### LESETEXT

Fassbinder gilt als schwer, deutsch, ein
Berserker und Workaholic. Doch Warnung
vor einer heiligen Nutte ist überraschend leicht anzuschauen, weil er
nichts voraussetzt, sondern es auf die Beziehungen zwischen körperlich
anwesenden Menschen ankommt. Fast ausschließlich in einer Villa gedreht,
atemraubend von einem experimentierfreudigen Michael Ballhaus. Die Geschichte
ist egal, die Zukunft unsicher, aber um die Gegenwart wird gekämpft. Es beginnt
ja alles erst einmal als Theater, Anti-Theater, in dem alle mitreden sollen und
dann wird gefilmt, wie sich im herrschaftsfreien Abhängen auf der Theaterbühne
plötzlich die Macht einschleicht. Und auf Widerstände stößt. Wie aus Liebe Demütigung
wird.
Warnung
vor einer heiligen Nutte ist Teil eines Genres,
das für das europäische Kunstkino der 60er und 70er Jahre typisch war: der
selbstreflexive Film, der erzählt wie ein Film entsteht. Le Mepris von Jean Luc Godard und La nuit americaine von Francois Truffaut sind Beispiele. Godard
zeigt wie das Geld die Bilder zersetzt, ein melancholischer, bitterer Abgesang
in tragischer Schönheit. Truffaut feiert dagegen das Kino als Utopie – im
Prozess des Drehens kommt zusammen, was im Alltag, aber auch im fertigen
Produkt dann wieder zerfällt. Eine Komödie der verpassten Gelegenheiten. Godard
hat ihn in seiner materialistischen Phase für diesen Idealismus verachtet, auch
wenn seine Klage kaum weniger idealistisch war. Und Fassbinder? Er zeigt den
Moment, in dem die Utopie der Gruppe zerfällt und die Individuen mit ihren
Neurosen wieder auftauchen. Der Film endet mit der Einblendung eines Zitats von
Thomas Mann aus Tonio Kröger: „Ich
sage Ihnen, dass ich es oft sterbensmüde bin, das Menschliche darzustellen,
ohne am Menschlichen teilzuhaben.“
Fassbinder verbindet die Komödie der Hysterie
(der Krankheit aller Schauspielerinnen), nahe am Klischee, mit der Tragödie des
Zerfalls (des Makels aller Machtmänner). Da wir nur den Zusammenstoß sehen und
die Vorgeschichte nicht kennen, kommen Gewalt und hysterische Verzweiflung
immer als Momente des Schocks. Es bereitet uns nichts auf die Ohrfeigen vor,
die der Regisseur der Schauspielerin versetzt. Erst nach und nach verstehen
wir, wer hier wen mit wem betrügt. Eine Entwicklung gibt es nicht: Fassbinder
ist näher an lebenden Bildern als an der Erzählung. Zusammengehalten wird das
alles – die Besäufnisse mit Cuba Libre, die Gewaltausbrüche, die Bettszenen,
der dauernde Aufschub der Dreharbeiten, die Langeweile des Wartens – durch die
Kamera, die durch die Villa streift und das Filmteam immer wieder in Posen
fixiert. Denn beweglich ist hier nur die Kamera, die Menschen erstarren, in dem
was sie tun – so wie zu Beginn des Films ein sich küssendes Paar, das immer
wieder im Hintergrund in derselben Haltung aufgespürt wird. Die Kamera versucht
am Menschlichen teilzuhaben, aber sie zeichnet nur auf, was davon übrig bleibt.

######
### AUSGANGSDATEN

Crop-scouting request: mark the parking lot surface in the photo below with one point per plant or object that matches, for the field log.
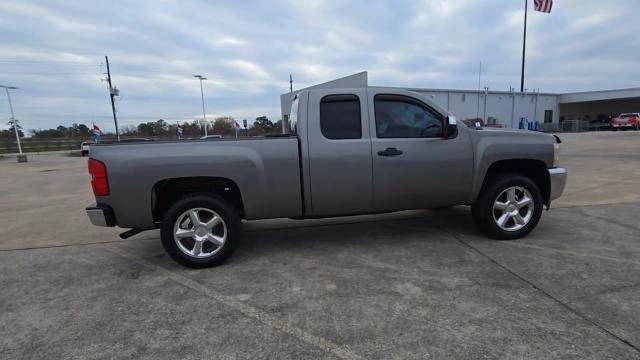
(408, 285)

######

**ARBEITSAUFTRAG**
Wo wurde der Film „Warnung vor einer heiligen Nutte“ laut dem Lesetext fast ausschließlich gedreht?

**LÖSUNG**
In einer Villa.